* **Exercise materials**:
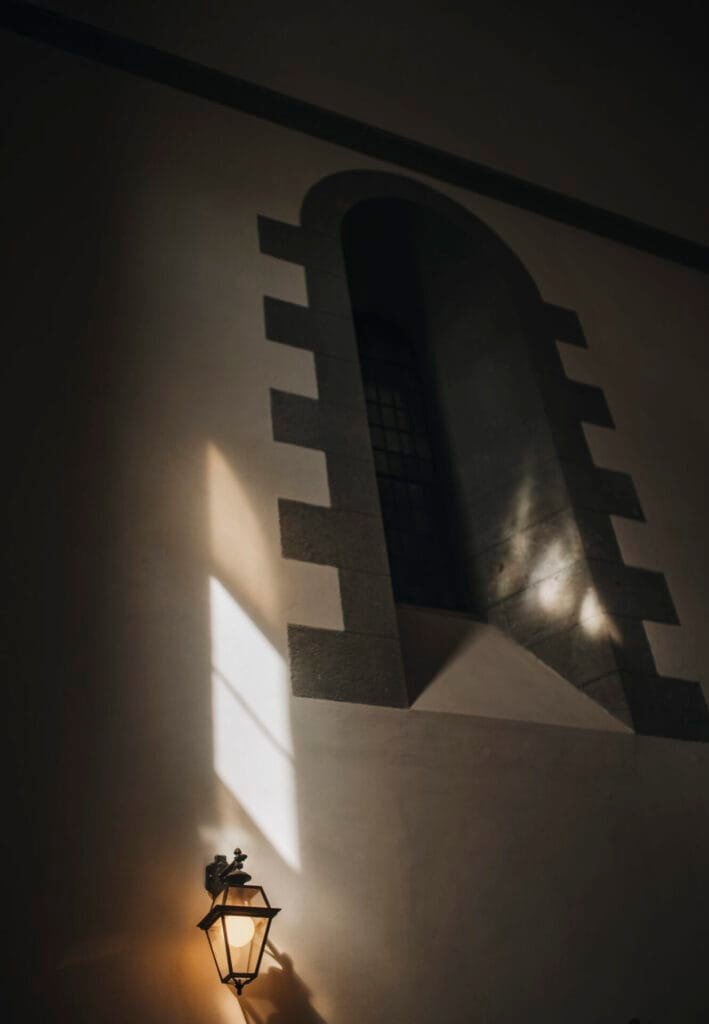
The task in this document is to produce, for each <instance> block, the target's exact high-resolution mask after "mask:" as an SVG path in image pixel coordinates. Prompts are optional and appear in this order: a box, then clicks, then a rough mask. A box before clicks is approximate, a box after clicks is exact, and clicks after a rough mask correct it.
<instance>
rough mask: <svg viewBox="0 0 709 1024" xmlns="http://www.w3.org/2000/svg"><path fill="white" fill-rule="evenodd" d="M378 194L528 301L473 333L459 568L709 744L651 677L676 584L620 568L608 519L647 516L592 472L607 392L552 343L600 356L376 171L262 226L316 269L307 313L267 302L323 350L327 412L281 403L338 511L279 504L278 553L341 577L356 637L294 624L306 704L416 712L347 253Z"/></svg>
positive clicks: (551, 660) (634, 499)
mask: <svg viewBox="0 0 709 1024" xmlns="http://www.w3.org/2000/svg"><path fill="white" fill-rule="evenodd" d="M380 197H395V198H398V199H403V200H408V201H411V202H413V203H418V204H422V205H424V206H428V207H429V209H432V210H433V211H434V212H435V211H437V212H439V213H441V214H442V215H444V216H446V217H447V218H449V219H450V221H451V222H452V223H454V224H457V225H458V226H460V227H462V228H463V229H464V230H465V231H466V233H468V232H469V237H470V238H471V239H473V240H475V239H476V240H477V241H478V242H479V244H481V245H482V247H483V251H485V253H486V266H490V265H492V264H494V262H495V260H496V259H498V260H499V261H500V267H502V268H503V269H501V270H500V273H501V274H506V276H505V278H504V280H505V282H506V284H505V287H504V288H503V289H502V292H501V293H500V294H509V296H510V297H511V301H512V303H514V302H516V303H517V306H516V312H514V311H513V314H512V317H511V319H510V315H509V308H508V306H507V305H505V310H506V311H505V316H504V317H503V319H504V331H503V332H502V335H501V336H500V343H499V344H498V341H497V339H496V338H495V336H494V331H492V328H494V326H495V323H496V321H495V315H496V313H495V309H492V308H491V309H488V308H487V307H486V309H485V310H483V313H482V319H481V321H479V322H478V323H477V322H476V323H477V328H476V330H475V332H473V333H472V334H471V335H470V337H471V338H472V337H478V340H479V344H477V345H476V347H474V349H473V348H471V352H470V372H471V374H472V376H473V377H474V391H473V394H471V395H470V396H469V398H468V401H469V406H470V409H471V412H473V414H474V415H473V418H472V419H470V421H469V426H468V429H467V430H466V431H465V430H464V431H463V432H464V433H467V435H468V436H470V437H472V438H474V443H473V444H472V447H470V446H469V445H468V450H467V451H465V452H461V453H458V452H454V458H455V460H456V463H455V464H456V466H457V470H458V475H459V477H460V481H461V485H462V504H461V514H462V516H463V518H465V519H466V521H467V522H468V523H469V524H471V529H470V535H469V537H468V539H467V540H466V550H465V551H464V552H461V558H462V559H463V563H464V564H465V565H466V567H467V569H468V575H469V578H470V580H471V581H473V582H474V588H473V589H474V591H475V595H476V596H477V597H479V598H481V601H482V605H481V610H482V611H483V612H484V613H485V614H486V616H487V617H488V618H489V620H491V621H492V622H494V623H497V624H498V625H500V626H501V627H502V628H503V629H504V630H505V631H506V632H507V633H509V634H510V635H511V636H513V637H514V638H515V639H516V640H517V642H519V643H520V644H523V645H524V646H526V647H528V648H529V649H530V650H531V651H532V652H533V653H534V654H535V655H536V656H537V657H539V658H541V659H542V660H543V662H545V663H546V664H547V665H549V666H550V667H551V668H552V669H554V670H555V671H556V672H558V673H559V674H561V675H562V676H564V677H565V678H566V679H568V680H569V681H570V682H572V683H573V684H574V685H576V686H578V687H579V688H580V689H582V690H583V691H584V692H585V693H586V694H588V695H589V696H591V697H592V698H593V699H594V700H596V701H597V702H599V703H600V705H602V707H604V708H606V709H607V710H608V711H609V712H610V713H611V714H612V715H614V716H616V717H617V718H619V719H620V720H621V721H623V722H624V723H626V724H628V725H629V726H630V727H631V728H633V729H635V730H636V731H638V732H644V733H649V734H653V735H665V736H674V737H680V738H691V739H700V738H701V739H705V738H709V736H708V735H707V727H708V725H709V712H708V711H707V708H706V703H705V701H704V697H703V694H702V689H701V686H700V685H699V684H698V683H695V682H692V681H687V680H674V679H665V678H663V677H661V676H659V675H658V673H657V670H656V666H655V660H654V657H653V654H652V649H651V647H650V643H649V641H648V637H647V634H645V631H644V627H643V623H644V622H647V621H653V622H661V623H672V624H676V623H677V621H678V620H677V614H676V610H675V608H674V605H673V602H672V599H671V596H670V594H669V590H668V587H667V584H666V582H665V579H664V577H663V575H662V574H661V573H658V572H651V571H649V570H645V569H641V568H637V567H633V566H628V565H626V564H625V563H624V561H623V559H622V555H621V552H620V549H619V545H618V541H617V538H616V535H615V530H614V528H613V523H612V520H611V517H612V516H620V517H625V518H630V519H635V520H638V521H642V520H643V513H642V508H641V505H640V502H639V498H638V495H637V493H636V489H635V487H634V484H633V481H632V479H631V478H630V476H629V475H628V474H626V473H622V472H618V471H617V470H611V469H606V468H603V467H598V466H596V465H595V464H594V463H593V459H592V457H591V454H590V451H589V447H588V443H587V440H586V437H585V433H584V430H583V424H585V423H589V424H593V425H595V426H600V427H604V428H608V429H612V428H613V427H614V420H613V415H612V412H611V410H610V409H609V406H608V402H607V400H606V397H604V395H603V392H602V390H601V389H600V388H598V387H595V386H593V385H589V384H586V383H583V382H580V381H575V380H571V379H570V378H568V377H567V376H566V372H565V370H564V365H562V362H561V358H560V354H559V349H558V346H557V342H562V343H566V344H571V345H576V346H578V347H582V348H586V347H588V343H587V340H586V337H585V334H584V330H583V327H582V324H581V322H580V319H579V316H578V315H577V313H576V312H575V311H574V310H571V309H567V308H564V307H561V306H558V305H555V304H552V303H544V302H543V301H542V300H541V298H540V297H539V293H538V292H537V291H536V288H535V286H534V284H533V283H531V279H529V275H527V272H526V271H525V270H524V268H522V265H520V264H519V263H518V261H517V260H516V257H514V256H513V254H511V253H510V251H509V250H507V249H506V247H504V244H502V243H500V241H499V240H497V239H496V238H495V237H494V236H493V234H492V232H491V231H490V230H489V229H488V228H487V227H486V226H485V225H483V224H482V223H481V222H479V221H477V220H476V218H474V217H472V216H471V215H470V214H468V213H467V212H465V211H463V210H462V209H461V208H459V207H457V206H456V205H455V204H453V203H451V201H449V200H447V199H446V198H444V197H441V196H439V195H437V194H434V193H432V191H430V190H429V189H427V188H426V187H425V186H423V185H420V184H419V183H417V182H413V181H410V180H406V179H402V178H399V177H397V176H394V175H390V174H381V173H378V172H366V171H362V172H345V173H343V174H339V175H334V176H333V177H331V178H327V179H325V180H324V181H323V182H321V183H320V184H319V185H317V186H316V187H315V188H314V189H311V190H310V193H309V194H308V196H307V197H306V199H305V201H304V204H303V208H302V211H301V224H299V225H293V224H285V223H281V222H279V221H276V220H273V219H270V218H267V217H259V221H258V232H259V242H260V248H261V252H263V253H267V254H268V255H270V256H274V257H276V258H278V259H284V260H288V261H290V262H292V263H295V264H297V265H300V266H302V267H304V270H305V283H306V293H307V297H308V304H307V306H301V305H297V304H294V303H289V302H283V301H281V300H280V299H278V298H277V297H272V296H266V297H265V298H264V321H265V333H266V337H267V338H268V339H269V340H272V341H277V342H280V343H282V344H287V345H292V346H295V347H298V348H302V349H306V350H309V351H311V352H312V353H314V355H315V365H316V374H317V380H318V389H319V398H318V399H317V400H316V399H312V398H307V397H304V396H302V395H296V394H290V393H287V392H284V391H278V390H274V391H272V415H273V427H274V437H275V439H277V440H280V441H283V442H286V443H291V444H299V445H304V446H307V447H314V449H319V450H321V451H323V452H324V453H325V455H326V462H327V470H328V480H329V486H330V495H331V503H332V505H331V507H330V508H323V507H318V506H312V505H306V504H304V503H302V502H293V501H286V500H281V501H280V503H279V511H280V518H281V534H282V549H283V554H284V556H285V557H288V558H295V559H298V560H304V561H311V562H319V563H322V564H328V565H333V566H335V567H336V568H337V569H338V574H339V582H340V595H341V601H342V615H343V624H344V629H343V631H341V632H338V631H332V630H319V629H314V628H310V627H304V626H298V625H295V624H293V625H290V626H289V651H290V662H291V679H292V685H293V691H294V693H296V694H297V695H300V696H310V697H322V698H325V699H337V700H351V701H358V702H365V703H375V705H390V706H392V707H405V706H406V705H407V703H408V700H407V688H406V681H405V676H404V670H403V658H402V651H401V646H400V640H399V635H398V627H397V616H395V610H394V603H393V597H392V591H391V583H390V578H389V569H388V560H387V555H386V549H385V540H384V532H383V524H382V521H381V510H380V506H379V497H378V489H377V481H376V474H375V471H374V465H373V458H372V452H371V446H370V440H369V430H368V426H367V419H366V410H365V402H364V395H363V388H362V381H361V375H360V368H359V357H358V348H357V338H356V334H355V326H353V323H352V316H351V308H350V302H349V293H348V287H347V282H346V276H345V268H344V259H343V253H342V249H341V242H340V227H341V221H342V217H343V216H344V215H345V214H346V213H347V211H348V210H349V209H350V208H351V207H352V206H353V205H355V204H356V203H357V202H360V201H362V200H367V199H370V198H380ZM500 280H502V279H500ZM505 289H507V290H508V291H505ZM491 294H492V293H491ZM495 294H497V293H495ZM515 316H517V317H518V322H517V321H515ZM486 317H487V319H486ZM488 321H490V323H489V324H488ZM486 324H488V327H491V325H492V327H491V330H483V329H482V328H483V327H485V325H486ZM515 324H516V327H515ZM491 332H492V333H491ZM461 369H464V368H462V367H461ZM463 379H464V377H458V378H457V379H456V384H455V386H456V387H458V382H459V381H462V380H463ZM510 389H511V390H510ZM454 398H455V400H456V401H458V403H459V404H458V407H457V408H458V410H459V413H458V414H457V415H458V420H457V421H456V423H458V424H460V425H462V424H463V423H464V422H465V404H464V403H465V400H466V399H465V395H464V394H463V395H462V401H463V406H462V407H461V406H460V401H461V392H460V390H458V392H457V393H456V395H455V396H454ZM505 407H506V408H507V410H509V409H512V410H513V411H514V412H513V415H511V416H509V415H506V413H505ZM461 409H462V413H461ZM458 436H461V435H460V434H459V435H458ZM461 455H462V456H463V458H462V461H461Z"/></svg>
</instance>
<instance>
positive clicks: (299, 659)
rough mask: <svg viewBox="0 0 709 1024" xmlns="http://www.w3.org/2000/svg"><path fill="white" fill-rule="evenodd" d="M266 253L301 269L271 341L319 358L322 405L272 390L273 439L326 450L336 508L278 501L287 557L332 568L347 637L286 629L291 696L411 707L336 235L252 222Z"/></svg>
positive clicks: (261, 249) (364, 410)
mask: <svg viewBox="0 0 709 1024" xmlns="http://www.w3.org/2000/svg"><path fill="white" fill-rule="evenodd" d="M258 230H259V241H260V247H261V252H263V253H267V254H268V255H270V256H275V257H277V258H278V259H285V260H289V261H290V262H293V263H298V264H300V265H302V266H304V267H305V274H306V289H307V296H308V305H307V306H300V305H297V304H294V303H290V302H283V301H281V300H280V299H278V298H274V297H272V296H265V297H264V304H263V312H264V319H265V333H266V337H267V338H268V339H269V340H270V341H278V342H280V343H282V344H286V345H292V346H294V347H296V348H302V349H306V350H309V351H311V352H312V353H314V355H315V365H316V378H317V382H318V398H317V399H314V398H309V397H306V396H304V395H298V394H292V393H289V392H286V391H280V390H276V389H274V390H272V392H270V399H272V421H273V430H274V439H275V440H279V441H283V442H285V443H288V444H298V445H301V446H304V447H312V449H319V450H321V451H323V452H325V455H326V464H327V471H328V482H329V487H330V498H331V506H330V507H328V508H326V507H322V506H316V505H308V504H306V503H304V502H296V501H290V500H285V499H280V500H279V516H280V523H281V547H282V552H283V555H284V557H286V558H293V559H297V560H299V561H307V562H316V563H320V564H325V565H333V566H335V567H336V568H337V569H338V575H339V583H340V598H341V602H342V621H343V625H344V629H343V630H342V631H335V630H324V629H314V628H312V627H306V626H298V625H295V624H291V625H289V628H288V649H289V657H290V671H291V684H292V688H293V692H294V693H295V694H296V696H302V697H320V698H322V699H328V700H348V701H352V702H359V703H372V705H384V706H391V707H398V708H403V707H406V706H407V705H408V696H407V689H406V682H405V678H404V669H403V663H402V653H401V647H400V642H399V632H398V625H397V615H395V611H394V603H393V595H392V591H391V579H390V575H389V565H388V559H387V555H386V545H385V540H384V531H383V525H382V521H381V509H380V506H379V494H378V489H377V482H376V474H375V471H374V461H373V456H372V450H371V445H370V439H369V428H368V425H367V415H366V406H365V397H364V389H363V385H362V376H361V373H360V364H359V356H358V350H357V339H356V335H355V327H353V324H352V321H351V312H350V305H349V293H348V289H347V285H346V281H345V278H344V267H343V262H342V255H341V249H340V243H339V239H334V238H332V237H329V236H327V234H324V233H323V232H322V231H309V230H306V229H304V228H302V227H296V226H293V225H291V224H283V223H281V222H279V221H276V220H272V219H270V218H267V217H259V220H258Z"/></svg>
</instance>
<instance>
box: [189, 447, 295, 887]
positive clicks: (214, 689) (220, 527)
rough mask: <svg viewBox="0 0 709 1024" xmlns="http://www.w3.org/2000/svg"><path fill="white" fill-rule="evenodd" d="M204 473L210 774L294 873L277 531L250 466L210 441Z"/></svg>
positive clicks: (252, 468)
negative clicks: (283, 860)
mask: <svg viewBox="0 0 709 1024" xmlns="http://www.w3.org/2000/svg"><path fill="white" fill-rule="evenodd" d="M206 470H207V494H208V508H209V532H210V552H209V554H210V560H211V565H212V575H211V577H210V581H209V603H210V623H211V665H212V723H213V724H212V729H213V744H214V770H215V772H216V774H217V776H218V777H219V779H221V781H222V782H223V783H224V785H225V786H226V787H227V788H228V791H230V792H231V793H232V795H233V796H234V797H235V799H236V800H237V802H238V803H239V804H240V805H241V807H242V808H243V810H244V811H245V812H246V813H247V814H248V815H249V817H250V818H251V819H252V821H253V823H254V825H255V826H256V827H257V828H258V829H259V830H260V831H261V833H262V834H263V836H264V837H265V838H266V840H267V841H268V842H270V844H272V845H273V847H274V848H275V850H276V851H277V852H278V853H279V854H280V855H281V856H282V857H283V859H284V860H285V861H286V863H287V864H289V866H290V867H292V868H294V869H296V870H297V869H298V867H299V847H298V828H297V805H296V778H295V770H294V765H293V750H292V746H293V744H292V737H291V727H290V681H289V678H288V672H287V667H286V664H285V660H284V657H283V656H282V654H281V653H280V652H279V650H278V649H277V648H276V647H275V646H274V643H273V642H272V639H270V638H273V637H275V636H278V635H279V633H280V630H281V629H282V617H283V615H282V610H281V608H280V590H279V586H280V585H279V573H278V570H277V569H278V565H279V564H280V550H279V546H278V545H279V541H278V534H277V532H274V534H273V536H272V532H269V530H268V528H267V525H268V523H267V522H266V521H265V520H264V514H263V509H262V507H260V506H259V501H258V499H257V497H256V492H255V483H256V481H257V480H258V478H259V477H258V474H256V473H255V471H254V468H253V466H252V465H249V464H248V463H246V464H245V465H242V466H239V467H238V468H236V467H235V466H234V465H233V463H232V461H231V460H230V459H227V458H226V457H225V456H224V454H223V453H222V452H221V451H220V450H219V449H218V447H217V446H216V445H215V444H213V443H209V444H208V445H207V452H206ZM261 505H262V496H261ZM274 508H275V505H274ZM270 525H272V529H273V526H274V525H275V524H274V523H272V524H270Z"/></svg>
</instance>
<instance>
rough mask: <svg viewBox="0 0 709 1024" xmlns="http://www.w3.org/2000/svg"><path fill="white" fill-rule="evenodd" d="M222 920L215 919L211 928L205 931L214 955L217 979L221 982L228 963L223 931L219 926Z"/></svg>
mask: <svg viewBox="0 0 709 1024" xmlns="http://www.w3.org/2000/svg"><path fill="white" fill-rule="evenodd" d="M221 922H222V919H221V918H217V920H216V921H215V922H214V924H213V925H212V926H211V928H208V929H207V938H208V939H209V944H210V946H211V947H212V952H213V953H214V959H215V961H216V966H217V970H218V972H219V977H220V978H221V979H222V980H223V979H224V978H225V977H226V975H227V974H228V961H227V958H226V942H225V939H224V929H223V926H222V924H221Z"/></svg>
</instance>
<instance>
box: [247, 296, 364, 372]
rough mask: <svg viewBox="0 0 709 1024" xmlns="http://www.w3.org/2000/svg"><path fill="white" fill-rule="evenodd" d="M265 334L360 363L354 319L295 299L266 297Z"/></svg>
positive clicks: (330, 354) (265, 298)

* **Exercise brief**: Reproduce verbatim the lines above, from the line with "positive clicks: (214, 689) (220, 527)" through the line with "positive clicks: (252, 468)".

* **Solved exercise**:
positive clicks: (214, 689) (220, 527)
rough mask: <svg viewBox="0 0 709 1024" xmlns="http://www.w3.org/2000/svg"><path fill="white" fill-rule="evenodd" d="M204 473L210 774L294 873L277 531L250 466L210 441Z"/></svg>
positive clicks: (252, 468)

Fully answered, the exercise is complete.